## 選択本文
•••
推定断層は、落差(西側が下がる)もありますが、右横ずれ的要素の大きい断層で、北に向かい落差・横ずれともに解消していくので、証拠は残していないかもしれません。
 仙ヶ沢「4段の滝」の観察が途中だったので、再調査の必要が、あるのかもしれません。再び、知的好奇心に火をつけ、地質調査に挑戦してみますか。

 

【編集後記】

 本文の最後に、小滝からの滑落(正確には、滑り落ちた程度)で観察を断念した地点を含み、推定断層の通過の証拠を捜しにいこうと述べていますが、その後は、訪れていません。

 実地に地質調査をしたことのある人ならお分かりかと思いますが、余程、特別な場所か、どうしても証拠が欲しい地点でないと、広範囲の調査地域を対象とした場合、なかなか二度目の踏査ということは、物理的にもできません。まして、年齢と共に、単独で山に入るという気力も体力も無くなってしまいます。
•••
## データ抜粋
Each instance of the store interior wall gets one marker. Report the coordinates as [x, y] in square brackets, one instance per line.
•••
## 作業の指示
(1) 断層調査の文章で推定断層について述べられている性質を、すべて箇条書きで挙げてください。
(2) 断層調査の文章をもとに、次の問いに答えてください。
(a) 推定断層の落差では、どちら側が下がっていますか。
(b) 観察が途中になっていたのはどこですか。
(c) 観察を断念した地点を、筆者はその後訪れましたか。
(3) 断層調査の文章の最後の一文に続けて、この文章を書き進めてください。

## 解答
(1)
- 落差があり、西側が下がっている
- 右横ずれ的要素の大きい断層である
- 北に向かって落差・横ずれともに解消していく

(2)
(a) 西側です。
(b) 仙ヶ沢の「4段の滝」です。
(c) 訪れていません。

(3)
 

 ところで、令和3年度になってからの俳句が、まだ、一度も「はてなブログ」に登場していないので、4月・5月・6月・7月の俳句を載せようと思います。

 それで、しばらく佐久の地質調査物語は、中断してます。次回からのシリーズは、『中部域の沢』になります。

・・・今日も雨降りです。やはり、田畑に出て太陽を浴びない室内だけの生活は、気持ちが、滅入ってしまいます。それ以上に、新聞やテレビ、インターネット情報を通じて入ってくる大雨による水害や土石流での被害には、胸を痛めております。

 私の住む地域も、2019年(令和元年)10月の台風19号では、大変な水害に見舞われました。江戸中期の「戌の満水(1742年)」に匹敵すると言われましたが、多くの場合、県内や佐久を取り巻く山岳地帯に囲まれ、東・南・西からの強風や雨雲がやってきても、山岳地帯が壁となって、かなり守られているようです。北は浅間山ですが、こちらからの雨雲侵入は、あまり考えられません。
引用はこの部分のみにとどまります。